Wherever the word "rough" occurs in the lines below, copy the whole line.

[Region pointing data]
════════════════

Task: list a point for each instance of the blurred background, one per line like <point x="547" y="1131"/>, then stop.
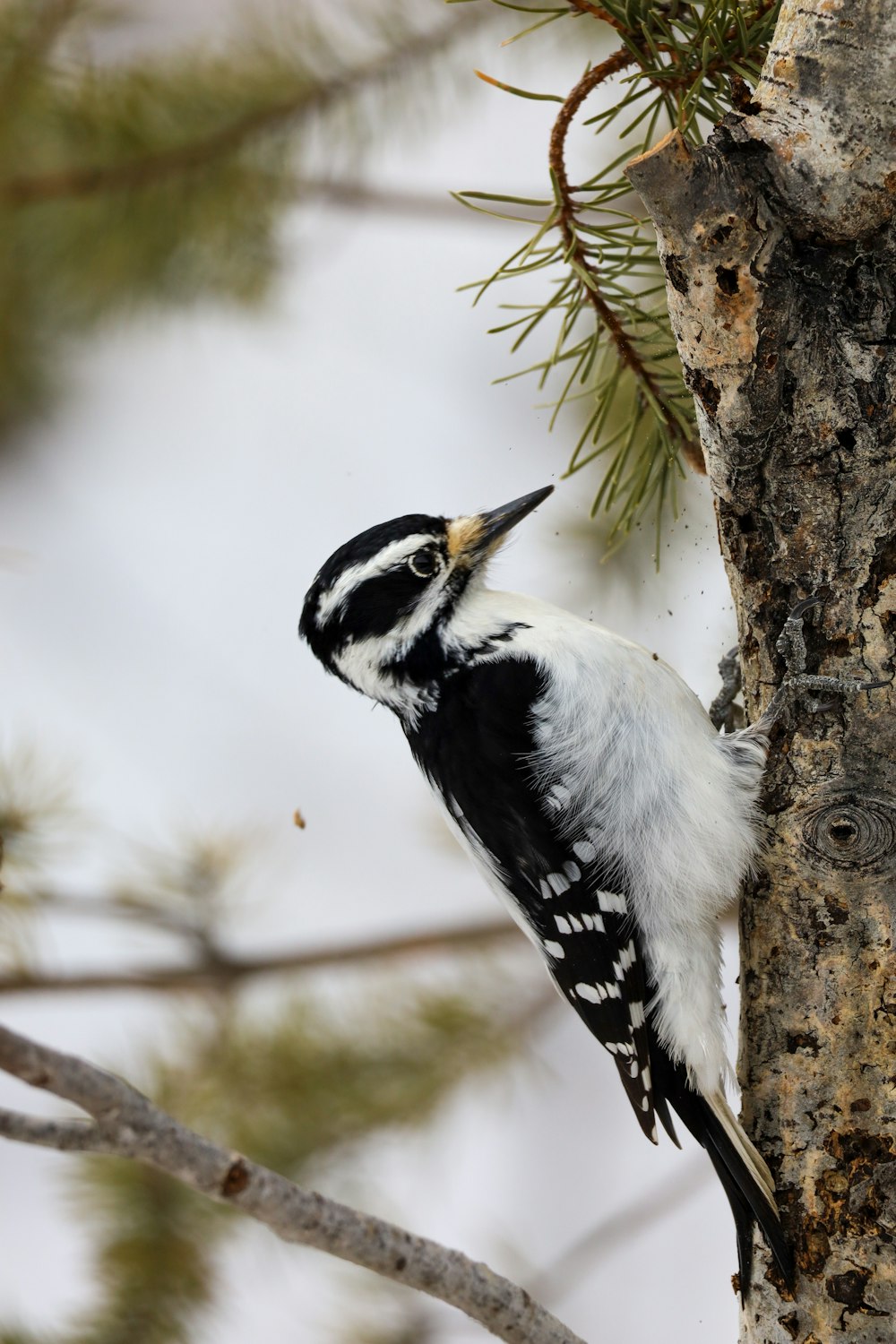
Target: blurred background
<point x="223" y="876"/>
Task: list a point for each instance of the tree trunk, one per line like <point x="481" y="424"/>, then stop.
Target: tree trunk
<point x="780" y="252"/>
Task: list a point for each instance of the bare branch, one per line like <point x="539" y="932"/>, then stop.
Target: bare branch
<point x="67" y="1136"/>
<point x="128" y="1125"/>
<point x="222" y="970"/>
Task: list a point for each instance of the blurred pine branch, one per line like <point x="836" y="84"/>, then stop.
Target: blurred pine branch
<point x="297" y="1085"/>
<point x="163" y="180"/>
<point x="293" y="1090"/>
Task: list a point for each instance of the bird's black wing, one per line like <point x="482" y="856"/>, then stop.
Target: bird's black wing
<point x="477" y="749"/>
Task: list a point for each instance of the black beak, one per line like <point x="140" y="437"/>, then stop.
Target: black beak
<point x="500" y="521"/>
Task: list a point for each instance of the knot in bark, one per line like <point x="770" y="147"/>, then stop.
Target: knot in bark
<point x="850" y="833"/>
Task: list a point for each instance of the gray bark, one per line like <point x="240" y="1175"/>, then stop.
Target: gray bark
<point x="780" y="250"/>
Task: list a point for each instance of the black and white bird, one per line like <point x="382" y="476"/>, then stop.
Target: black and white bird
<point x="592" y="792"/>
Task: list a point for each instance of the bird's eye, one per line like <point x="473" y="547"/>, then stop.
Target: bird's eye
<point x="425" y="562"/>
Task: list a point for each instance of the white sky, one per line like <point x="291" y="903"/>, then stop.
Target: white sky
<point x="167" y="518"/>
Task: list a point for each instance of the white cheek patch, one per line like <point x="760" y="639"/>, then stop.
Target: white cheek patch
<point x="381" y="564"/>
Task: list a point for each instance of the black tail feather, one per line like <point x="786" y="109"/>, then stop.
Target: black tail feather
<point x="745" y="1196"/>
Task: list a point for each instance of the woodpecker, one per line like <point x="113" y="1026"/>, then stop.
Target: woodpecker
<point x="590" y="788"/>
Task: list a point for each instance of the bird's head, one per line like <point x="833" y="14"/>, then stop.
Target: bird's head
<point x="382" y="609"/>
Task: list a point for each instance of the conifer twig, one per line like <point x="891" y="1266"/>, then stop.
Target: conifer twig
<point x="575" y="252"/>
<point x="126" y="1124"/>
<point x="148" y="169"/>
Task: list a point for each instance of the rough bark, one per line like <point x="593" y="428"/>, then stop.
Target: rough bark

════════════════

Exercise answer:
Task: list a point for each instance of the rough bark, one per line like <point x="593" y="428"/>, then stop.
Target: rough bark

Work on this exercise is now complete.